## Reading text

Becoming a Financial Planner in Minnesota

In Lake Wobegon, all the women may be strong, all the men good-looking, and all the children above average, but that idyllic and iconic small town on the edge of the prairie is the exception. In fact, there is just about no state that is more average than Minnesota. The state’s population percentages in year-over-year increases, and in the proportion of adults over 65 and under 18 almost exactly mirror those of the United States overall.

That’s good news for financial planners in the Land of 10,000 Lakes, believe it or not. That’s because America is simultaneously going gray—leading to increasing demand for retirement planning services—and also increasingly going to college, creating a demand for educational funding plans in an increasingly expensive environment. According to the National Center for Education Statistics, total undergraduate enrollment in the U.S. is expected to increase by 2 percent between 2018 and 2029; major educational hubs like the University of Minnesota, Carleton College, and Minnesota State University will draw many of those new students… if they can afford it.

That’s where you come in.

Whether it’s having the right skills to put together a 529 College Savings Plan for a pair of beaming new parents, or having the communication abilities and compassion to sit down with a frightened family who may have just lost a loved one and now needs assistance untangling financial matters for the survivors, financial planners have a lot to offer Minnesotans of every age and income level. The state has almost 145,000 households with a net worth of over $1 million according to a Phoenix International report from 2017, almost all of whom need professional advice on investing and wealth management. There are opportunities in every specialty area for planners here, and if you want to live in a land that time forgot and decades cannot improve, you have come to practice your profession in the right place.

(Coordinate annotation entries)
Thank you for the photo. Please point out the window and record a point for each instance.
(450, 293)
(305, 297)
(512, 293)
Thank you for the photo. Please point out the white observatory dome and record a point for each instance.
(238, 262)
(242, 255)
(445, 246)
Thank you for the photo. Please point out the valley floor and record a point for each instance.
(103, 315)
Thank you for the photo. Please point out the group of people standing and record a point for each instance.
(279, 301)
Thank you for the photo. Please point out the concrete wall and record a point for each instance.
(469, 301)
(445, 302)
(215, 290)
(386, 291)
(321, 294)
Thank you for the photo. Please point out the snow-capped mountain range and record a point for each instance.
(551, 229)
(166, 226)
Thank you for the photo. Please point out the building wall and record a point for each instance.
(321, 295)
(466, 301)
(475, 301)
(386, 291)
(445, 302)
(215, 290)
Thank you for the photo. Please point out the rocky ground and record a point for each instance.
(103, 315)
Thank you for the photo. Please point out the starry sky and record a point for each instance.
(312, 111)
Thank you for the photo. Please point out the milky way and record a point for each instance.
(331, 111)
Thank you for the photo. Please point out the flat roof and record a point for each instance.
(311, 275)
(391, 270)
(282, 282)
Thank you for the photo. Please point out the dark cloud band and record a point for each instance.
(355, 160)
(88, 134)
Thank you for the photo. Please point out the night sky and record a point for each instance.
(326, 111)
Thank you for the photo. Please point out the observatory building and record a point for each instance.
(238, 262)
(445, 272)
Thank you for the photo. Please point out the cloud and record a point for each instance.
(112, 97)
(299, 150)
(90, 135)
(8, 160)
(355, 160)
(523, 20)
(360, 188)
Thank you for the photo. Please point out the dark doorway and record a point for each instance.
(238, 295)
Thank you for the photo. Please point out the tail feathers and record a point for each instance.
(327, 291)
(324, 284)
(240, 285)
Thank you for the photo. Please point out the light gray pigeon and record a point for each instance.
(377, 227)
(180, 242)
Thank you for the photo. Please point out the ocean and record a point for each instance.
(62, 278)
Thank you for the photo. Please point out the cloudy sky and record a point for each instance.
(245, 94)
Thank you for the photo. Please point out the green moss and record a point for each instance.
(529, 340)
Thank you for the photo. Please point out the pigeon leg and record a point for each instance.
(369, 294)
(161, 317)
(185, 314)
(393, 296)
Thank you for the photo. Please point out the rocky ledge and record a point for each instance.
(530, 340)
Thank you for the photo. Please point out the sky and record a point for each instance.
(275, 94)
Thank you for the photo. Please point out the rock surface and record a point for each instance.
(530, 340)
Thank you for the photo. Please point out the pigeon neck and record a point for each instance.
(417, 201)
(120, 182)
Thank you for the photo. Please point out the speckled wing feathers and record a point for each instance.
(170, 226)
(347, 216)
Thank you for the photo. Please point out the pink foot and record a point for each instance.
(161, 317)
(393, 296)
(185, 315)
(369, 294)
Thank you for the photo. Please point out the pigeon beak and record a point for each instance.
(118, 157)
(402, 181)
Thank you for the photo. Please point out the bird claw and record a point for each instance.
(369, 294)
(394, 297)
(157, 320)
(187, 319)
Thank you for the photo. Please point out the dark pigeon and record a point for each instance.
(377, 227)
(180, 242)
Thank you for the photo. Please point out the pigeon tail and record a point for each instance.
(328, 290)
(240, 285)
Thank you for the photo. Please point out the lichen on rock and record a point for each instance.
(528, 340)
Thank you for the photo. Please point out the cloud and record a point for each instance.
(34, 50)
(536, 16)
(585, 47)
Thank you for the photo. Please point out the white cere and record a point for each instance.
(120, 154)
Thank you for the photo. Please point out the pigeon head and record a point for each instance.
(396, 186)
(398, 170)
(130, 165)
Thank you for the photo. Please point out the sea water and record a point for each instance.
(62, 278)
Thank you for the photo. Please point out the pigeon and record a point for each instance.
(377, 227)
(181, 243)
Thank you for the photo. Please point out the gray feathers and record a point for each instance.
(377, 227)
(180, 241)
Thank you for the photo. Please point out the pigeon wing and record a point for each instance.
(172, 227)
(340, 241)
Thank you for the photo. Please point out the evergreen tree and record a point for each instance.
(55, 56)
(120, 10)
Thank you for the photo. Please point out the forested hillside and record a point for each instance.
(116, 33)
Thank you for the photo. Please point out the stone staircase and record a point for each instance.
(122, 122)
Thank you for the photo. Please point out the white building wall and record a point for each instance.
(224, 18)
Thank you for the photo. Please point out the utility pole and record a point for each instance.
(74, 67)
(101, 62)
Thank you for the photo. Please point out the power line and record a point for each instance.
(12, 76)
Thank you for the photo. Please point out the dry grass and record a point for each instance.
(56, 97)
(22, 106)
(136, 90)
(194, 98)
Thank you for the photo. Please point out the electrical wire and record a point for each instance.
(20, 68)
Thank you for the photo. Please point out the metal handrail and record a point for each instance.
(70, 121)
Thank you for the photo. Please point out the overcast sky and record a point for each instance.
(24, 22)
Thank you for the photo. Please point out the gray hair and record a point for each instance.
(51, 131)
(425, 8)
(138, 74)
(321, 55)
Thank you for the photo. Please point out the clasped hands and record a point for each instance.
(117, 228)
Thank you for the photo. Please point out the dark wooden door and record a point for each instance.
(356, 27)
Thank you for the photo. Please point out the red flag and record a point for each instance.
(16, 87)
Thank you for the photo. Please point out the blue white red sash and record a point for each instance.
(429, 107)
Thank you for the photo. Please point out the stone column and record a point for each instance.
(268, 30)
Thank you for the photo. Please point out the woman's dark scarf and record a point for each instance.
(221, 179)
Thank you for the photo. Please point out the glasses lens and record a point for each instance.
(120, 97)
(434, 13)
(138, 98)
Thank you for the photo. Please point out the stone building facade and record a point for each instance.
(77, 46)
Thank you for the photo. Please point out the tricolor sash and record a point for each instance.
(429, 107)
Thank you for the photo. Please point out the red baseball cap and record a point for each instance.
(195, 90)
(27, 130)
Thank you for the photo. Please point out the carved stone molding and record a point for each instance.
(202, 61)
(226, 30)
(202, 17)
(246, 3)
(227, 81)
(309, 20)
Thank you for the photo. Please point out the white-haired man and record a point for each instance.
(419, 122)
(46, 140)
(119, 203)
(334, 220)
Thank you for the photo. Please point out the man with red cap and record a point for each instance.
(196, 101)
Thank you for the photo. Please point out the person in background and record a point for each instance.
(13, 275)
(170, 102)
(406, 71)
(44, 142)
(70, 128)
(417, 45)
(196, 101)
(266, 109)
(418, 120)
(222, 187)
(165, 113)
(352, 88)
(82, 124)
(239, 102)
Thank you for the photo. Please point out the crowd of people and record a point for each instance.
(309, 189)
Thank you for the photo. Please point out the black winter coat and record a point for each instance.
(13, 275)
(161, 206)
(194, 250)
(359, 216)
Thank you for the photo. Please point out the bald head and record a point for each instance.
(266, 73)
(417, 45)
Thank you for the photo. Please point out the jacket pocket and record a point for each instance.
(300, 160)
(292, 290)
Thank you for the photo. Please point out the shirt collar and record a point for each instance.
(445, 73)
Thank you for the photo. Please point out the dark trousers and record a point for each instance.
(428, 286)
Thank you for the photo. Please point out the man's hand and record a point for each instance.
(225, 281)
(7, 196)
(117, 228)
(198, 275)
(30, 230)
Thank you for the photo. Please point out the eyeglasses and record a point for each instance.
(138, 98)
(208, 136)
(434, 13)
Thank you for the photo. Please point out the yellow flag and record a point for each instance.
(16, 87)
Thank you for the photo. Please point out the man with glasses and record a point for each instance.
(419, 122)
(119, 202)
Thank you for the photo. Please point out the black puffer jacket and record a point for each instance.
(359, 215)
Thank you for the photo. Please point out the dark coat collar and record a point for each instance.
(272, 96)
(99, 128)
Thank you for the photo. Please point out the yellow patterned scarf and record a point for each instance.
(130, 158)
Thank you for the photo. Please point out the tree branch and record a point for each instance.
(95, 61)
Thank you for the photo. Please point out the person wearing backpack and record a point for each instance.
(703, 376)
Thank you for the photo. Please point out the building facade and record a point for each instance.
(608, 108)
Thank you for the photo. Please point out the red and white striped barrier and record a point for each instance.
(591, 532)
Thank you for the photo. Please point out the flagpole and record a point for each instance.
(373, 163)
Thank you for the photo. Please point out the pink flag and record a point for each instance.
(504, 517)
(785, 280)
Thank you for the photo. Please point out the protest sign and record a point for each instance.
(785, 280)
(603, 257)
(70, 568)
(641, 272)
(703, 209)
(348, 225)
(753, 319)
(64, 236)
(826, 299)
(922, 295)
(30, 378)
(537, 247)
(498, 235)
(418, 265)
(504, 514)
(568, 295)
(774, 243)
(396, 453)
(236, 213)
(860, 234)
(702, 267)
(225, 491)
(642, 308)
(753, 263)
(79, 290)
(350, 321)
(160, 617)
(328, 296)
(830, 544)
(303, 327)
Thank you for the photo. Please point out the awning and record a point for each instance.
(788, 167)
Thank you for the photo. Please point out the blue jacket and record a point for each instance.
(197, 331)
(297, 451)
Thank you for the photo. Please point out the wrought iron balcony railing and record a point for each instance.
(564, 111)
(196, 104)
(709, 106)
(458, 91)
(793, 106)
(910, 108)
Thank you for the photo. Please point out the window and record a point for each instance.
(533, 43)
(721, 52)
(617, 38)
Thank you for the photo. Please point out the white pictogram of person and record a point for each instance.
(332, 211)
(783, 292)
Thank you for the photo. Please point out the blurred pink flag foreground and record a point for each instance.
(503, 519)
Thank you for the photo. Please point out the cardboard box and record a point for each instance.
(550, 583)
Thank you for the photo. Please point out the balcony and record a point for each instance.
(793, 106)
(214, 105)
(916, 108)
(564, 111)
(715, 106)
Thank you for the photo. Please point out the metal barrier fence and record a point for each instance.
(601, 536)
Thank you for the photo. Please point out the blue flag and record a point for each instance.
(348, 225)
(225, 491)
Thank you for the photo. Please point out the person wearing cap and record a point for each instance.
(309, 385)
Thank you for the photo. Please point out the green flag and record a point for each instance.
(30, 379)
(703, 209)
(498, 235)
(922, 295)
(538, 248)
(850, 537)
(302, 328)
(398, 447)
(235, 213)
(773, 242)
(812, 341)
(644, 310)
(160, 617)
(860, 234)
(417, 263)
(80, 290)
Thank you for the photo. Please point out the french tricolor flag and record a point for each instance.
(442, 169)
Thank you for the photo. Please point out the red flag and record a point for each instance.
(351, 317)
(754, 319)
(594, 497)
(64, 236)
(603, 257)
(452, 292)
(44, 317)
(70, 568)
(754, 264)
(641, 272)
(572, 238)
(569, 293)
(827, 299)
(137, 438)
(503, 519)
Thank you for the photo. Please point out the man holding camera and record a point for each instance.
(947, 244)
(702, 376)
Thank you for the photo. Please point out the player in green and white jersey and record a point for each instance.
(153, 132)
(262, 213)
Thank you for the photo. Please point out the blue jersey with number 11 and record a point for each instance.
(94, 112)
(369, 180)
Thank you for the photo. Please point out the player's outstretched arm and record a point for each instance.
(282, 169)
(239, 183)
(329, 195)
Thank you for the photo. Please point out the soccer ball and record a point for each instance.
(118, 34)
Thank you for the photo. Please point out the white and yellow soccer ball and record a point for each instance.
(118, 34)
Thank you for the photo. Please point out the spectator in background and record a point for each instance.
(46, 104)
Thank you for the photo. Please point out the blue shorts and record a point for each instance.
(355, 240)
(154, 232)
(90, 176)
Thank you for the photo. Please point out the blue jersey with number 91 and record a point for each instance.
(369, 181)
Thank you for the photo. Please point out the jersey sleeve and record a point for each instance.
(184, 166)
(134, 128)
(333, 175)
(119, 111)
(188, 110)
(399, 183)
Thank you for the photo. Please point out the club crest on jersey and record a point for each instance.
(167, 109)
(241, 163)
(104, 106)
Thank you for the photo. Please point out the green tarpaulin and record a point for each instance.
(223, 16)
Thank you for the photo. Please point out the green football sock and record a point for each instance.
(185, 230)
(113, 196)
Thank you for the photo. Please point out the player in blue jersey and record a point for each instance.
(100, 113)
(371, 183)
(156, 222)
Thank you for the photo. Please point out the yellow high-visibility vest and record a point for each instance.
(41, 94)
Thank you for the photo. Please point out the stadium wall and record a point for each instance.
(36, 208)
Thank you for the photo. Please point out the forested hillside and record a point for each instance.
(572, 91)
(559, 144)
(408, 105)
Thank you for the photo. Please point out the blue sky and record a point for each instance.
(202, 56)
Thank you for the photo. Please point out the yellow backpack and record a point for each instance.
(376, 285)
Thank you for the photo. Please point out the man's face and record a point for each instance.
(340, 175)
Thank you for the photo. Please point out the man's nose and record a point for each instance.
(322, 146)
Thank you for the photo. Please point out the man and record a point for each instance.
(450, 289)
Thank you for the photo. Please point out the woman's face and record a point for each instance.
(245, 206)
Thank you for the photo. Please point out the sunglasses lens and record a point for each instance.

## Exercise
In the text on becoming a financial planner in Minnesota, copy the passage starting at "Whether it’s having" and ending at "the right place.".

## Task answer
Whether it’s having the right skills to put together a 529 College Savings Plan for a pair of beaming new parents, or having the communication abilities and compassion to sit down with a frightened family who may have just lost a loved one and now needs assistance untangling financial matters for the survivors, financial planners have a lot to offer Minnesotans of every age and income level. The state has almost 145,000 households with a net worth of over $1 million according to a Phoenix International report from 2017, almost all of whom need professional advice on investing and wealth management. There are opportunities in every specialty area for planners here, and if you want to live in a land that time forgot and decades cannot improve, you have come to practice your profession in the right place.